Data provided:

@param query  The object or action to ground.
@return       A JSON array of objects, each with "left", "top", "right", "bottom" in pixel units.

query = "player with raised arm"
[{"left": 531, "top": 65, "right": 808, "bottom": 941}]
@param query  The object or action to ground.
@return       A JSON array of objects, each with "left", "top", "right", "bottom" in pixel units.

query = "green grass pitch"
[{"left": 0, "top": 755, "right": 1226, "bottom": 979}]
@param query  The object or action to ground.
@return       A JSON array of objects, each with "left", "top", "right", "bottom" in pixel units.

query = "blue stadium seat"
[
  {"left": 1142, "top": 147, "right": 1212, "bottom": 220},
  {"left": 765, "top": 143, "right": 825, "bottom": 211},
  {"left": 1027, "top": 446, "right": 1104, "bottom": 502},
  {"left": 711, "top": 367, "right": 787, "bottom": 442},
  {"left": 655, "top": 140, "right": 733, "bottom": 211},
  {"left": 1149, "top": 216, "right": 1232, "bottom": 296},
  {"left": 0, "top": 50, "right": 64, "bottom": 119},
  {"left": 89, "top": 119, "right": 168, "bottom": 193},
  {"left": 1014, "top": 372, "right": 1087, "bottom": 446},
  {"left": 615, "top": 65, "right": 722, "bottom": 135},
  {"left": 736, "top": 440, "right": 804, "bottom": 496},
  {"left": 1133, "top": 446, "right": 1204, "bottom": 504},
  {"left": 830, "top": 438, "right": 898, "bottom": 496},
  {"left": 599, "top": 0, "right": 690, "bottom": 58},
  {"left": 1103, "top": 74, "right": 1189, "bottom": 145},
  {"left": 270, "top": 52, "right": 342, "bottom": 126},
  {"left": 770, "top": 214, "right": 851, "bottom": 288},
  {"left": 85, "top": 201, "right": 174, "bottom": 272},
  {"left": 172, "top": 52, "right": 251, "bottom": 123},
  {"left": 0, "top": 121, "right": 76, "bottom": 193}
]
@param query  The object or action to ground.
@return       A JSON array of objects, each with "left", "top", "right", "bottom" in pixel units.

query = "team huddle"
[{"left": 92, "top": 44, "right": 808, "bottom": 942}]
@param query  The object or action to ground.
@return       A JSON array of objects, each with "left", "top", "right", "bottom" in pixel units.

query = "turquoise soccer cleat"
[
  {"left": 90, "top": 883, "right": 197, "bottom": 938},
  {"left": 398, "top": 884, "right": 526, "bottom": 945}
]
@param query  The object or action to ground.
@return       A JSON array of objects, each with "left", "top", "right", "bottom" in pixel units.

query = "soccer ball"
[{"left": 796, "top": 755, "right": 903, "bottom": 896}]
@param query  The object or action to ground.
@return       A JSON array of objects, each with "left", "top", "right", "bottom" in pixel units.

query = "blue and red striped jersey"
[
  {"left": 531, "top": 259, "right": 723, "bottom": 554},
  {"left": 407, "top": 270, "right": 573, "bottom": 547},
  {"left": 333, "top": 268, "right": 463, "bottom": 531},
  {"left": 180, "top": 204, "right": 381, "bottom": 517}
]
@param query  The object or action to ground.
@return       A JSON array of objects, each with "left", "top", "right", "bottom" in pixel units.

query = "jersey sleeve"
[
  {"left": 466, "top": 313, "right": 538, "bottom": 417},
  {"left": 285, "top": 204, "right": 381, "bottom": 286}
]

Task to carry out:
Please repeat the material above, word for word and in full.

Output below:
@param query  The object or action to ground.
@return       A JSON array of objects, each with "left", "top", "right", "bottom" in pixel units.

query = "player with raised arm"
[{"left": 531, "top": 65, "right": 808, "bottom": 941}]
@param query  The object or action to ground.
@return       A JSON array of objects, each with "left", "top", "right", "bottom" in pixel units.

query = "green grass pitch"
[{"left": 0, "top": 755, "right": 1226, "bottom": 979}]
@param query  The object or action to ground.
@return       A JSON array of objects, each with "left", "top", "right", "bottom" in pixel units.

query = "blue stadium seat"
[
  {"left": 1142, "top": 147, "right": 1212, "bottom": 220},
  {"left": 765, "top": 143, "right": 825, "bottom": 211},
  {"left": 1027, "top": 446, "right": 1104, "bottom": 502},
  {"left": 711, "top": 367, "right": 787, "bottom": 442},
  {"left": 655, "top": 140, "right": 733, "bottom": 211},
  {"left": 1149, "top": 216, "right": 1232, "bottom": 296},
  {"left": 0, "top": 50, "right": 64, "bottom": 119},
  {"left": 89, "top": 119, "right": 168, "bottom": 193},
  {"left": 1014, "top": 372, "right": 1087, "bottom": 446},
  {"left": 615, "top": 65, "right": 722, "bottom": 135},
  {"left": 736, "top": 440, "right": 804, "bottom": 496},
  {"left": 1133, "top": 446, "right": 1204, "bottom": 504},
  {"left": 830, "top": 438, "right": 898, "bottom": 496},
  {"left": 599, "top": 0, "right": 690, "bottom": 58},
  {"left": 1103, "top": 74, "right": 1189, "bottom": 145},
  {"left": 270, "top": 52, "right": 342, "bottom": 126},
  {"left": 770, "top": 214, "right": 851, "bottom": 288},
  {"left": 85, "top": 201, "right": 174, "bottom": 272},
  {"left": 172, "top": 52, "right": 251, "bottom": 123},
  {"left": 0, "top": 121, "right": 76, "bottom": 193}
]
@param query  The object or action to ground.
@return       A JSON array of objects, each with "left", "top", "right", "bottom" in pixel units.

query = "team huddle"
[{"left": 92, "top": 44, "right": 808, "bottom": 942}]
@param query  The object or action to ground.
@return       A JSON array of objects, each with "left", "top", "right", "bottom" in pixel units.

query = "turquoise soccer cleat"
[
  {"left": 90, "top": 883, "right": 197, "bottom": 938},
  {"left": 398, "top": 884, "right": 526, "bottom": 945}
]
@param query  The object or action to ground.
@return       A JSON array of objects, each with "left", "top", "right", "bottom" in pixel units.

query = "soccer ball"
[{"left": 796, "top": 755, "right": 903, "bottom": 896}]
@param query  The object or action to ground.
@return       A JSON array of objects, each with "left", "top", "right", "bottom" in pixel units.

query = "blue and red striped jersey"
[
  {"left": 531, "top": 259, "right": 723, "bottom": 554},
  {"left": 407, "top": 270, "right": 573, "bottom": 547},
  {"left": 333, "top": 268, "right": 463, "bottom": 531},
  {"left": 180, "top": 204, "right": 381, "bottom": 517}
]
@param query  The object or action to ground.
@return       A JSON array of objects, each with "left", "top", "right", "bottom" in pixel units.

query = "jersey sleeve"
[
  {"left": 466, "top": 313, "right": 538, "bottom": 417},
  {"left": 285, "top": 204, "right": 381, "bottom": 286}
]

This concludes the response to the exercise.